Qué debe hacer:
Según el fragmento proporcionado, ¿qué dedicatoria lleva el poemario?

Fragmento proporcionado:
El poema muestra también el empeño formal que se articula mediante una
expresión verbal repleta de imágenes que entrelazan visiones oníricas y
destellos imaginativos para conexionar pensamiento y sensación emotiva. La luz
sentimental ya se encendía con fuerza en la dedicatoria del poemario: “A mi
padre, in memorian”; la ausencia formula una pregunta dura e impenetrable que
busca en el poema su respuesta. Hay en el apartado “Mi padre” una estela de
continuidad; el recuerdo transparenta la pérdida, interioriza esa oquedad donde
se cobija el patrimonio intacto del sentimiento filial. Suena fuerte la voz de
la elegía y el canto desvela el dolor que comportan las muertes pequeñas del estar transitorio. Quien contempla el discurrir del tiempo mide el pasado
como un trayecto cumplido. Se hace del ahora un cansado regreso en el que ya son
sitios interiores la noche, la oscuridad y el silencio.

Material proporcionado:
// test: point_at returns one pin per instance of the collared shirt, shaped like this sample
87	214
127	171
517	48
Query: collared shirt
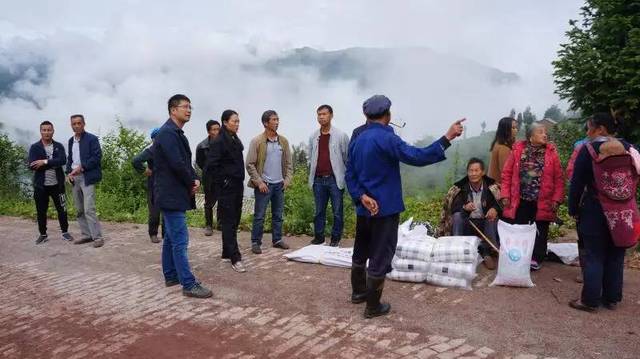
75	150
323	168
273	163
50	178
476	198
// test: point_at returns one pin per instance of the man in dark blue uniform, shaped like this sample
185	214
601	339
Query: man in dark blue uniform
373	180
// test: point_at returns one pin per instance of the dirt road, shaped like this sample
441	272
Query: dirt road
74	301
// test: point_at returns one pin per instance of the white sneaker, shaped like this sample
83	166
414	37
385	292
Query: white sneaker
239	267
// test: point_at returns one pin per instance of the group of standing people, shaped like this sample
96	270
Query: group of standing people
81	167
524	184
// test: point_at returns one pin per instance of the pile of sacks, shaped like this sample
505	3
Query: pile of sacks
445	261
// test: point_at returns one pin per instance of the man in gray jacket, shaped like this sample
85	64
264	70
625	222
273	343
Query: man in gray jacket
328	148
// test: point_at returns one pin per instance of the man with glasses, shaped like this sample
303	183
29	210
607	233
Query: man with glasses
84	172
269	164
175	187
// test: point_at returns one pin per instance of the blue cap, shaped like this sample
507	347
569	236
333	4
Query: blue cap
376	105
154	132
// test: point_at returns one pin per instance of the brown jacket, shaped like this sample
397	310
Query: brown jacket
257	155
499	156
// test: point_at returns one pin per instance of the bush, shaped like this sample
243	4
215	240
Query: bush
15	182
121	195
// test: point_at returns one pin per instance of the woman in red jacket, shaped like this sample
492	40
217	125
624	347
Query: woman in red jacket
533	186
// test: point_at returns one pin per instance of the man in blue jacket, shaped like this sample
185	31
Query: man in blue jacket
84	172
46	159
174	189
373	180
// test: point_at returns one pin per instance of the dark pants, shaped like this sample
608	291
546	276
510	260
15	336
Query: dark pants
154	214
175	261
526	214
603	270
276	197
41	196
210	199
461	227
376	240
325	189
230	200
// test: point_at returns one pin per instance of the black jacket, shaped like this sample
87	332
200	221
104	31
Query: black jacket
464	196
138	162
173	173
225	161
57	161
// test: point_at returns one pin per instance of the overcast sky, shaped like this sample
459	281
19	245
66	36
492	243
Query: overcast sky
125	59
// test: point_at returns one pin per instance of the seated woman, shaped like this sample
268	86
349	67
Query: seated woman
473	198
533	186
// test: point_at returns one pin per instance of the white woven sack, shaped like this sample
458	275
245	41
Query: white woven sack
418	249
516	249
444	281
455	249
415	277
410	265
454	270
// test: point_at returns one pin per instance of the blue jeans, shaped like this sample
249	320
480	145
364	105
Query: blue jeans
603	271
175	263
276	196
325	188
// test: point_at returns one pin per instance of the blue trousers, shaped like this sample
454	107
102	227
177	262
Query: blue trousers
175	263
603	270
325	189
276	197
376	240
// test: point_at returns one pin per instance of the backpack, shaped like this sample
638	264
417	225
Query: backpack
616	181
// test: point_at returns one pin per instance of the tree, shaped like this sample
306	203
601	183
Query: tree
300	158
555	113
597	69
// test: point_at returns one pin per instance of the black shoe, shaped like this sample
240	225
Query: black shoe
197	291
358	285
42	238
577	304
374	291
281	244
171	282
66	236
83	240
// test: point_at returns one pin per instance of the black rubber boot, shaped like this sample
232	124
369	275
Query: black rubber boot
374	291
358	284
208	217
581	255
317	240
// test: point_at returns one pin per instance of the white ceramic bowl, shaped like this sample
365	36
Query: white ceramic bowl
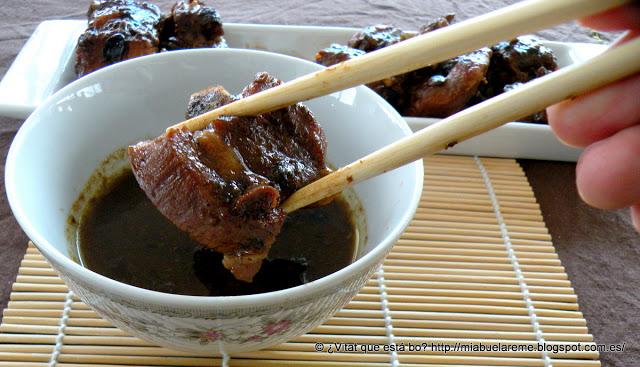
64	140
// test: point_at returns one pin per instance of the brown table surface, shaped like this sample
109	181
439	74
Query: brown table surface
599	249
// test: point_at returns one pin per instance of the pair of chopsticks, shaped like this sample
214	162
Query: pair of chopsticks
431	48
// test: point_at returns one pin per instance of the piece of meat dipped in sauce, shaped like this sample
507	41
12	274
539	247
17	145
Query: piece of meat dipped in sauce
118	30
223	185
192	24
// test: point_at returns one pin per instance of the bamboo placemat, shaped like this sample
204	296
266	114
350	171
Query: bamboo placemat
475	267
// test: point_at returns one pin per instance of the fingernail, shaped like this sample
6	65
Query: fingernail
635	217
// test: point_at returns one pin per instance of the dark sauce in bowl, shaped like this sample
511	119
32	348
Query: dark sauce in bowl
121	235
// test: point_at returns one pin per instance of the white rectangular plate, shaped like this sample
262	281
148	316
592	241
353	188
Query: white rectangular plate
46	63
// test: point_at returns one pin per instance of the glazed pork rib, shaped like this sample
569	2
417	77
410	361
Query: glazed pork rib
118	30
223	185
191	24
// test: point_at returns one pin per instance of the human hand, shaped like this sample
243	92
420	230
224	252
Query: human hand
607	123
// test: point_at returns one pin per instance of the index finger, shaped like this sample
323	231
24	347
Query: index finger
616	19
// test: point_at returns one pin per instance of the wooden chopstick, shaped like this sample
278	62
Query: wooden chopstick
417	52
534	96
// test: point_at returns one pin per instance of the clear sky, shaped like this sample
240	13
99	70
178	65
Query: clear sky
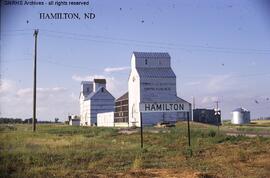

Respuesta solicitada:
“A mi padre, in memorian”.